[INSTRUCTIONS FOR THE TASK]:
Start to finish, repeat the records exactly.

____________________

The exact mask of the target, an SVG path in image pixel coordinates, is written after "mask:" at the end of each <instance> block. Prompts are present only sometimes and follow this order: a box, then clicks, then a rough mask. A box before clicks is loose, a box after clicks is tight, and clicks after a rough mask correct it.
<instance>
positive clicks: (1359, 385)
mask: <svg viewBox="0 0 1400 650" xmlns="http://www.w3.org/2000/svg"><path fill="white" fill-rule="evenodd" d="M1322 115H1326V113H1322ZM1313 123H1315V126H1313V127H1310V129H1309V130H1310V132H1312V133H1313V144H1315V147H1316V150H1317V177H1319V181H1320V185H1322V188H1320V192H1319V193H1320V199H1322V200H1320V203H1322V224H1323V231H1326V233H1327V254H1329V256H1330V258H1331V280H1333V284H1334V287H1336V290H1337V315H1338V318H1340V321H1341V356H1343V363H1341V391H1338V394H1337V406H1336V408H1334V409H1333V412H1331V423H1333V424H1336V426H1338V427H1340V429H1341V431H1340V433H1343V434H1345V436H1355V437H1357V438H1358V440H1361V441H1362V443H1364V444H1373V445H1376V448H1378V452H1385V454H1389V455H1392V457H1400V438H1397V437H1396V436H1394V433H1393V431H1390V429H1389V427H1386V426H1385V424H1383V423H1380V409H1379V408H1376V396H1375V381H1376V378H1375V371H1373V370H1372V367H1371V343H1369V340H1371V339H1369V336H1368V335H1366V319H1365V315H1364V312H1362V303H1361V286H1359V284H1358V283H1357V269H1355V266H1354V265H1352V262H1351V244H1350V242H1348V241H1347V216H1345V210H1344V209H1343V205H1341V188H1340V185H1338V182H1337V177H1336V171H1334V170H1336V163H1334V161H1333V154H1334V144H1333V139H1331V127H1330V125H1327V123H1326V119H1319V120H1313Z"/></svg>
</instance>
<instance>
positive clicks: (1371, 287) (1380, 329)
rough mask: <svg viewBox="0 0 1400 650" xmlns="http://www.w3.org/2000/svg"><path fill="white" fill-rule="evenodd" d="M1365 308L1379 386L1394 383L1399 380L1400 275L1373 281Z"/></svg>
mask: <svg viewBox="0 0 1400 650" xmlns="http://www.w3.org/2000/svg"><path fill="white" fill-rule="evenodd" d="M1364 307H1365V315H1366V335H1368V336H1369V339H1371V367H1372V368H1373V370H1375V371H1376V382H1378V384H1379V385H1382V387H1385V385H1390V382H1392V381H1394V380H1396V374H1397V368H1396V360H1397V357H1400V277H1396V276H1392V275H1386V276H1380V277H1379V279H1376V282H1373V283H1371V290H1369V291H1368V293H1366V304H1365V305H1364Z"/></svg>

____________________

[THE ANSWER]:
The exact mask of the target, an SVG path in image pixel coordinates, is written after "mask:" at the end of each <instance> block. Prompts are present only sometimes and follow this order: a box, then clicks, then a rough mask. A box before clicks is loose, a box after clicks is tight, and clicks after a rough mask correct it.
<instance>
positive clicks: (1359, 385)
mask: <svg viewBox="0 0 1400 650" xmlns="http://www.w3.org/2000/svg"><path fill="white" fill-rule="evenodd" d="M1322 115H1326V113H1322ZM1313 123H1315V126H1313V127H1310V129H1309V130H1310V132H1312V133H1313V144H1315V147H1316V150H1317V177H1319V181H1320V185H1322V188H1320V192H1319V193H1320V199H1322V200H1320V203H1322V224H1323V231H1326V233H1327V254H1329V256H1330V258H1331V280H1333V284H1334V287H1336V290H1337V315H1338V318H1340V321H1341V356H1343V363H1341V391H1338V394H1337V406H1336V408H1334V409H1333V412H1331V423H1333V424H1336V426H1338V427H1340V429H1341V431H1340V433H1343V434H1345V436H1355V437H1357V438H1358V440H1361V441H1362V443H1364V444H1373V445H1376V448H1378V452H1385V454H1389V455H1392V457H1400V438H1397V437H1396V436H1394V433H1393V431H1390V429H1389V427H1386V426H1385V424H1383V423H1380V409H1379V408H1376V396H1375V381H1376V378H1375V371H1373V370H1372V367H1371V343H1369V340H1371V339H1369V336H1368V335H1366V319H1365V315H1364V312H1362V303H1361V286H1359V284H1358V283H1357V269H1355V266H1354V265H1352V262H1351V244H1350V242H1348V241H1347V216H1345V210H1344V209H1343V205H1341V188H1340V185H1338V182H1337V177H1336V171H1334V170H1336V163H1334V161H1333V154H1334V144H1333V139H1331V127H1330V125H1327V123H1326V119H1319V120H1313Z"/></svg>
</instance>
<instance>
positive clicks: (1371, 287) (1380, 329)
rough mask: <svg viewBox="0 0 1400 650" xmlns="http://www.w3.org/2000/svg"><path fill="white" fill-rule="evenodd" d="M1365 308L1379 386L1394 383L1399 380L1400 275L1373 281Z"/></svg>
mask: <svg viewBox="0 0 1400 650" xmlns="http://www.w3.org/2000/svg"><path fill="white" fill-rule="evenodd" d="M1364 307H1365V315H1366V335H1368V336H1369V339H1371V367H1372V368H1373V370H1375V371H1376V382H1378V384H1379V385H1382V387H1385V385H1390V382H1392V381H1394V380H1396V374H1397V368H1396V360H1397V357H1400V277H1396V276H1392V275H1386V276H1380V277H1379V279H1376V282H1373V283H1371V290H1369V291H1368V293H1366V304H1365V305H1364Z"/></svg>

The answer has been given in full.